THE PROBLEM – The line containing "Target: hand holding medals" and every line after it, through the end of the records below, are to be reproduced exactly, with the pictures left out.

BEGIN DATA RECORDS

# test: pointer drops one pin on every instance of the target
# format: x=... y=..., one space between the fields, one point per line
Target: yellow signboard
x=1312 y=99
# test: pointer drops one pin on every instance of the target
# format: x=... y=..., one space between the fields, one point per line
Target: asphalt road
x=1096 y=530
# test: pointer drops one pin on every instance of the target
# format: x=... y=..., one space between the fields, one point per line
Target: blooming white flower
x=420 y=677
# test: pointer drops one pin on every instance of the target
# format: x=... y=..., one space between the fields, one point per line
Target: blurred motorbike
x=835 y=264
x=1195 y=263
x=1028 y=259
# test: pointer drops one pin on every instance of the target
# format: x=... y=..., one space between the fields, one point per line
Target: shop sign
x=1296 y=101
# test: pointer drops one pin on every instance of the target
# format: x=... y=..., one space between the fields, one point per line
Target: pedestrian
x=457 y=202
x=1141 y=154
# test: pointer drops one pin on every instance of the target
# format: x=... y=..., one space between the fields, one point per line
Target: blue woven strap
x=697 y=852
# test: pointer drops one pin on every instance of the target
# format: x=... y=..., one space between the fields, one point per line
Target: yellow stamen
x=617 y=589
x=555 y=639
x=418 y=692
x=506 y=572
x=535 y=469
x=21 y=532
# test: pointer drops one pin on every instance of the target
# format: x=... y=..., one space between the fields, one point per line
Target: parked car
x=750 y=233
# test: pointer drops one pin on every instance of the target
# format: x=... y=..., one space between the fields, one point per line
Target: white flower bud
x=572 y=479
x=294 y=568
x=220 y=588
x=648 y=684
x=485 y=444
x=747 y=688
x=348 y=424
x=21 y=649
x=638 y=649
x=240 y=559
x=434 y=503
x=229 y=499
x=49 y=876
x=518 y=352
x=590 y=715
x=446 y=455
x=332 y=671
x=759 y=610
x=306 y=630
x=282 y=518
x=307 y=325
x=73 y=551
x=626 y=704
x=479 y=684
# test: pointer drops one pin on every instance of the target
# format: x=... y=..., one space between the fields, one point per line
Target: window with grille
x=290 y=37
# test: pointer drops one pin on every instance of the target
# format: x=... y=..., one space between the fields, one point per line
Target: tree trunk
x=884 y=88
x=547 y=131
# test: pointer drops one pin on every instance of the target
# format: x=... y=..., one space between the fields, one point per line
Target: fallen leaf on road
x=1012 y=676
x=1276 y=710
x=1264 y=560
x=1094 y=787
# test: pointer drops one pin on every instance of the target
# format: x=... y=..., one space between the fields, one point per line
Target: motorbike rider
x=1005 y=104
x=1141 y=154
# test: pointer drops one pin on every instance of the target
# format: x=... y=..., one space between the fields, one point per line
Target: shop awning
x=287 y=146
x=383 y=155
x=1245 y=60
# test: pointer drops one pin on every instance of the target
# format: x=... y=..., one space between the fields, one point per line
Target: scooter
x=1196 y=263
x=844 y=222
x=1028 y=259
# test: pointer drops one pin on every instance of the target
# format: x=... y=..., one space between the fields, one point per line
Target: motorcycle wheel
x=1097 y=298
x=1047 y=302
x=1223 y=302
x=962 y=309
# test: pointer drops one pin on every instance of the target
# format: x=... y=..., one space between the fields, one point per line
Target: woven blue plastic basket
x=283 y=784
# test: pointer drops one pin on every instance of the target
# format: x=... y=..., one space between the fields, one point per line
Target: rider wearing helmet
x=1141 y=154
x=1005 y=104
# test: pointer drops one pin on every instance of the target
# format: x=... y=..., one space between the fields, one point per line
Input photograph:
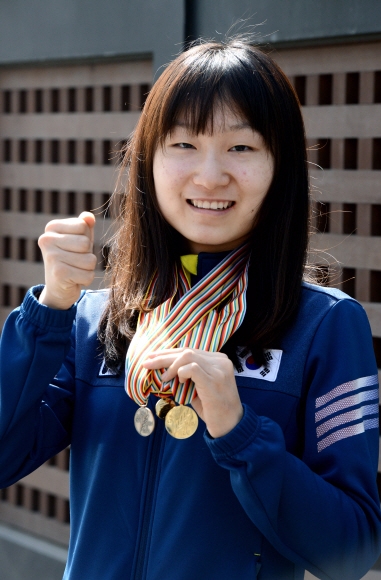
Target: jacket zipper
x=148 y=504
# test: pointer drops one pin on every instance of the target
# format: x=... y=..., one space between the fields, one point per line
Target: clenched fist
x=67 y=249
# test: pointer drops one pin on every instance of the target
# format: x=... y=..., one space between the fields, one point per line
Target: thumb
x=89 y=220
x=88 y=217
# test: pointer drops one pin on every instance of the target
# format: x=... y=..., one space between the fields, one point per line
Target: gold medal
x=181 y=422
x=144 y=421
x=163 y=406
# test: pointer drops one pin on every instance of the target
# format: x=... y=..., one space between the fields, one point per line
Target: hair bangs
x=212 y=81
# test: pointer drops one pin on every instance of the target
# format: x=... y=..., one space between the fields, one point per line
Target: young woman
x=208 y=314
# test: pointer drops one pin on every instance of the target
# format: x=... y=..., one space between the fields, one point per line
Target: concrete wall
x=287 y=20
x=40 y=30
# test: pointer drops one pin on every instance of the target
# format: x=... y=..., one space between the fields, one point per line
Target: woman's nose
x=210 y=173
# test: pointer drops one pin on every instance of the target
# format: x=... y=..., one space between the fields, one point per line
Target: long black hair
x=244 y=79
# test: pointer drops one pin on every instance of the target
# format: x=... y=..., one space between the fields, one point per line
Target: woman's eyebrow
x=239 y=126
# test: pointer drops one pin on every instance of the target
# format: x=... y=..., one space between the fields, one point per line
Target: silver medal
x=144 y=421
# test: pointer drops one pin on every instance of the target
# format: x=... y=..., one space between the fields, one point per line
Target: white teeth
x=216 y=205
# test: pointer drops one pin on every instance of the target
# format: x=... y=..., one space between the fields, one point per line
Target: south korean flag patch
x=247 y=367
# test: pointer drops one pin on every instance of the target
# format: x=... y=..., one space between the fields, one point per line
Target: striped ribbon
x=194 y=321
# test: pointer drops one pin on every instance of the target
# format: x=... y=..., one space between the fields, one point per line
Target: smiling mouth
x=215 y=205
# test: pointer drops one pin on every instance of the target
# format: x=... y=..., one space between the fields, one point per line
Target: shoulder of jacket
x=325 y=296
x=91 y=303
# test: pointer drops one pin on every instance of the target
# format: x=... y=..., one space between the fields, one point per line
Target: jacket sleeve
x=36 y=388
x=320 y=511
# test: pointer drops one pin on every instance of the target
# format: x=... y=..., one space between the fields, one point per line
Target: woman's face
x=209 y=186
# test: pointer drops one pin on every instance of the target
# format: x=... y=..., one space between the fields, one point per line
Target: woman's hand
x=217 y=401
x=67 y=247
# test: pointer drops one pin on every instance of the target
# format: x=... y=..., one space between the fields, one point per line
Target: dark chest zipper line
x=140 y=564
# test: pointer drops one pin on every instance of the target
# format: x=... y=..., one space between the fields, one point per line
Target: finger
x=71 y=243
x=79 y=261
x=69 y=226
x=174 y=363
x=194 y=372
x=69 y=275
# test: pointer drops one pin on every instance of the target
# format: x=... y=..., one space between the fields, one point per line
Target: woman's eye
x=240 y=148
x=184 y=145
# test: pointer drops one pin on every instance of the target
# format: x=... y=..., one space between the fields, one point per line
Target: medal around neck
x=201 y=317
x=163 y=406
x=181 y=422
x=144 y=421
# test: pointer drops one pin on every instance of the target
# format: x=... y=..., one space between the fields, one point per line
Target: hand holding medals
x=217 y=401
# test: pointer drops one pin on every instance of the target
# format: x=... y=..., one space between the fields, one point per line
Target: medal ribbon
x=195 y=321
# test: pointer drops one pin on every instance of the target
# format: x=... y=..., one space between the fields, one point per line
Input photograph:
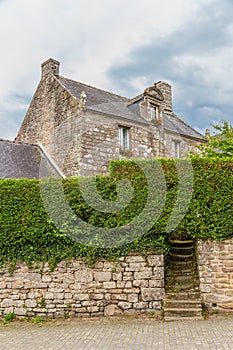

END DATA RECORDS

REPLY TO THE EXERCISE –
Target: hand holding medals
x=217 y=401
# test: pointer drops one pin on every instance of the target
# format: x=... y=..., one space between the fields, one point per line
Target: medal ribbon
x=195 y=321
# test: pointer drops one pin on every instance of the target
# format: x=... y=..., one space between the fields, one point per line
Input photograph:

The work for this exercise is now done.